▸ SOURCE EXTRACT
Start of Block

A root-to-tip linear regression method [18] was used to estimate the mutation rate of SARS-CoV-2. For each strain with a different collection date in a tip-dated time tree, the number of mutations, including that of recurrent mutations, was counted subsequent to the appearance of MRCA (see Supplemental Materials and Methods Section 13). To avoid the effect of recombination, recombination f lag is labeled for each mutation by analyzing hybrid genomic structure ( Figure S13 , see Supplemental Materials and Methods Section 14).

For lineage tracing, genomic sequences of SARS-CoV-2 strains collected from patients or environments are used as the queries. These query sequences should be aligned with the reference genomic sequence of SARS-CoV-2 (GenBank accession number: NC_045512) [19] A very fast algorithm was implemented to count the difference between a query sequence and the genomic sequence of a node. For one query, nodes with the least difference are considered as its candidate targets.

To detect branch-specific accelerated evolution, each internal branch of the SARS-CoV-2 tree was examined. For each internal branch, the observed number of mutations of the ith gene (γ obs,i ) was compared with the expected number of mutations of the same gene (γ exp,i ). The significance level of acceleration was determined by Poisson probability [20, 21] . It is a one-tailed test. The condition t > 10 (days) was used for detection of branchspecific accelerated evolution of SARS-CoV-2.

To detect ongoing positive selection, allele frequency trajectory with an S-shaped curve was examined (Table S3 , Figures S14 and S15). To reduce the impact of hitchhiking by neutral mutation, only non-synonymous mutations were analyzed, although non-coding mutations [22] can also be beneficial (see Supplemental Materials and Methods Section 16).

The de novo tree building and tree appending program was implemented in the eGPS software (http://www. egps-software.net/egpscloud/eGPS_Desktop.html) [23] . Users can download a compressed CGB data file (https://ngdc.cncb.ac.cn/ncov/apis/) and analyzed together with their own SARS-CoV-2 genomic data. This function ensures that a timely analysis can be easily performed. Technical details were provided in the Supplemental Materials and Methods. The detailed description how to use it is provided in the user manual of the eGPS software.

For genomic sequence alignments, high-quality SARS-CoV-2 genomic variations were obtained from the 2019nCoVR database [9, 24] , which is an integrated resource based on GenBank, GISAID [4, 5] , CNGBdb [11] , the GWH [12] and the NMDC (https://nmdc.cn/). The data version 'data.2021-06-07' was used for the analysis (n = 1, 002, 739) in this paper and it can be downloaded freely from https://ngdc.cncb.ac.cn/ncov/apis/archives/. The current data contain more than two million SARS-CoV-2 genomic sequences when this manuscript was revised.

End of Block

▸ GIVEN RECORDS

Start of Block

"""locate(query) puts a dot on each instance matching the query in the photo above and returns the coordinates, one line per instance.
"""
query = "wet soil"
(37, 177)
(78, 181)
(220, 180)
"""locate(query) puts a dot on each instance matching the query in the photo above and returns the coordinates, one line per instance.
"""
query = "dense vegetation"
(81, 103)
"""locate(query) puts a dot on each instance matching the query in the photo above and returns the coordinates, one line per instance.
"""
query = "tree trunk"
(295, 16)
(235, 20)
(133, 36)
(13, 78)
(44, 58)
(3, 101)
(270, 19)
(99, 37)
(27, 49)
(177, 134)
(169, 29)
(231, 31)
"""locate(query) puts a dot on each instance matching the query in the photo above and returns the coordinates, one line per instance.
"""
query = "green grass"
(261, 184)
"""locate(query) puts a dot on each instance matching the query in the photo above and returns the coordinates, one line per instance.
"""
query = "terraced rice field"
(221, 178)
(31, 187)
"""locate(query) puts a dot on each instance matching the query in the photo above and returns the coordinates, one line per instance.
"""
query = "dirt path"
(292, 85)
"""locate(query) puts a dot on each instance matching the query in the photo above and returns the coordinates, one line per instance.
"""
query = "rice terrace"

End of Block

▸ WHAT THIS TASK INVOLVES
Carry on the methods text on SARS-CoV-2 genome analysis from the point where it stops. The listing plays no part in what comes next.

▸ RESULT FOR THIS EXERCISE
After quality control, 1,002,739 high-quality genomic sequences were obtained for subsequent analyses. The number of identified high-and low-quality genomes in each month is summarized ( Figure S2 ). To allow timely analysis of a large number of sequences, we first solved the problem that all viral genomic sequences have to be realigned when nucleotide sequences of new genomes become available. This is extremely time-consuming. With the distributed alignment system ( Figure 1A ), we dramatically reduced the total time required for the alignment. We also built the evolutionary tree on the existed tree with new genomic data in order to reduce the complexity of tree construction. With these modifications, a tremendous evolutionary tree can be reconstructed for each update, millions of SARS-CoV-2 genomic sequences can be timely analyzed, and data can be easily shared, reanalyzed and reconstructed ( Figure 1A) .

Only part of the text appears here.